▸ Consigne
Recopiez les enregistrements en remplaçant partout « evaluation set » par « test set », sans rien modifier d'autre.

Extraits d'un jeu de données de pointage:
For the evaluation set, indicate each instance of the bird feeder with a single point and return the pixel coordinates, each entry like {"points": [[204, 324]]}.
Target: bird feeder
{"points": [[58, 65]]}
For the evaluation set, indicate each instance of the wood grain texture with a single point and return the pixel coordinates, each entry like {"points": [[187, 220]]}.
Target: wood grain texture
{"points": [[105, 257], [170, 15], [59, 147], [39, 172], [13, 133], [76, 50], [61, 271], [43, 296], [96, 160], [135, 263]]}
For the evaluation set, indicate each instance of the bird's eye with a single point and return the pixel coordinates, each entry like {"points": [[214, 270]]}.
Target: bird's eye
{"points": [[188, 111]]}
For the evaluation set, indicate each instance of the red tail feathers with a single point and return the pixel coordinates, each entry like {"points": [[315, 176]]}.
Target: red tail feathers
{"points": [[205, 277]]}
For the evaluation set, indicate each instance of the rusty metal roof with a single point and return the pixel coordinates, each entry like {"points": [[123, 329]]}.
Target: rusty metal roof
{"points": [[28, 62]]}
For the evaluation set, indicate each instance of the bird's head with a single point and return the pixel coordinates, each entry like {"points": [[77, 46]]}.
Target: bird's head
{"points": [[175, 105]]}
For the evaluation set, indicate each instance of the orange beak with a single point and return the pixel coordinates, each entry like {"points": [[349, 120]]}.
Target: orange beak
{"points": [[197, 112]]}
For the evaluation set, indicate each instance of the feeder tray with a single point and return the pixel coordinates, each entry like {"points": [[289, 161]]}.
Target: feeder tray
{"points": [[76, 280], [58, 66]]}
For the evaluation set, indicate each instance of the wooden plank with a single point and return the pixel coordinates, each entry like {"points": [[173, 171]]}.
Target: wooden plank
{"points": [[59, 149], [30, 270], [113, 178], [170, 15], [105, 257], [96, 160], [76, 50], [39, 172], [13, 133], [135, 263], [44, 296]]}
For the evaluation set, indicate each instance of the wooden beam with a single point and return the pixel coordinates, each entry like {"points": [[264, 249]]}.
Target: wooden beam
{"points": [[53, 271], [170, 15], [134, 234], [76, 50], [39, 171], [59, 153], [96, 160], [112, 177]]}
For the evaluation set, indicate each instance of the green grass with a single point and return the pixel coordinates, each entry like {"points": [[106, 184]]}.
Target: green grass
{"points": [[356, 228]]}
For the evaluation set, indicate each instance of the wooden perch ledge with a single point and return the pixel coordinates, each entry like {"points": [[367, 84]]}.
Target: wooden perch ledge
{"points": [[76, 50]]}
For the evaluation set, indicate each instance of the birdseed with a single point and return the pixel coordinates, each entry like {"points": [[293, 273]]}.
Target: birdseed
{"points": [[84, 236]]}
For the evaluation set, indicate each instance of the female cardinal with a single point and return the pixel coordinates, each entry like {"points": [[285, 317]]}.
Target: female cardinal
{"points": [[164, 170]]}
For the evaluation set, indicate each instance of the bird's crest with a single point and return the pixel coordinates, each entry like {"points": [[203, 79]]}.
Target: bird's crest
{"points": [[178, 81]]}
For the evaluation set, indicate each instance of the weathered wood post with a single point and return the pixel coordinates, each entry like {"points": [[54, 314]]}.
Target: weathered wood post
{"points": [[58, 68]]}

▸ Résultat attendu
For the test set, indicate each instance of the bird feeder with a single point and return the pixel coordinates, each entry like {"points": [[204, 324]]}.
Target: bird feeder
{"points": [[58, 65]]}
For the test set, indicate each instance of the wood grain texture with a single point and return the pixel coordinates, each entry like {"points": [[187, 220]]}.
Target: wood grain texture
{"points": [[105, 257], [170, 15], [59, 147], [39, 172], [13, 133], [76, 50], [61, 271], [43, 296], [96, 160], [135, 263]]}
For the test set, indicate each instance of the bird's eye with a single point and return the pixel coordinates, each entry like {"points": [[214, 270]]}.
Target: bird's eye
{"points": [[188, 111]]}
For the test set, indicate each instance of the red tail feathers with a single point and return the pixel coordinates, each entry like {"points": [[315, 176]]}.
Target: red tail feathers
{"points": [[205, 277]]}
For the test set, indicate each instance of the rusty metal roof with a single point and return the pixel coordinates, each entry like {"points": [[123, 329]]}.
Target: rusty metal roof
{"points": [[28, 62]]}
For the test set, indicate each instance of the bird's head with a single point and return the pixel coordinates, each entry like {"points": [[77, 46]]}.
Target: bird's head
{"points": [[175, 105]]}
For the test set, indicate each instance of the orange beak with a single point and return the pixel coordinates, each entry like {"points": [[349, 120]]}.
Target: orange beak
{"points": [[197, 112]]}
For the test set, indicate each instance of the feeder tray with a single point and return the pixel coordinates, each entry like {"points": [[289, 161]]}.
Target: feeder tray
{"points": [[76, 280], [58, 66]]}
For the test set, indicate each instance of the wooden plank with a single point and return the pixel coordinates, each entry like {"points": [[173, 171]]}.
Target: wooden plank
{"points": [[59, 149], [30, 270], [113, 178], [170, 15], [105, 257], [96, 160], [76, 50], [39, 172], [13, 133], [135, 263], [44, 296]]}
For the test set, indicate each instance of the wooden beam with a single point and return the pixel coordinates, each entry like {"points": [[264, 249]]}.
Target: wooden beam
{"points": [[53, 271], [170, 15], [134, 234], [76, 50], [39, 171], [59, 153], [96, 160], [112, 177]]}
For the test set, indicate each instance of the green grass with a single point and return the pixel coordinates, each entry like {"points": [[106, 184]]}.
Target: green grass
{"points": [[356, 228]]}
For the test set, indicate each instance of the wooden perch ledge with a single point and return the pixel coordinates, each entry like {"points": [[367, 84]]}.
Target: wooden perch ledge
{"points": [[76, 50]]}
For the test set, indicate each instance of the birdseed with a single point and return the pixel coordinates, each entry like {"points": [[293, 273]]}.
Target: birdseed
{"points": [[84, 236]]}
For the test set, indicate each instance of the female cardinal with a single point and return the pixel coordinates, each entry like {"points": [[285, 317]]}.
Target: female cardinal
{"points": [[164, 170]]}
For the test set, indicate each instance of the bird's crest with a single point and return the pixel coordinates, each entry like {"points": [[203, 79]]}.
Target: bird's crest
{"points": [[178, 81]]}
For the test set, indicate each instance of the weathered wood post with a single point and return the pixel coordinates, each entry like {"points": [[54, 314]]}.
Target: weathered wood post
{"points": [[58, 68]]}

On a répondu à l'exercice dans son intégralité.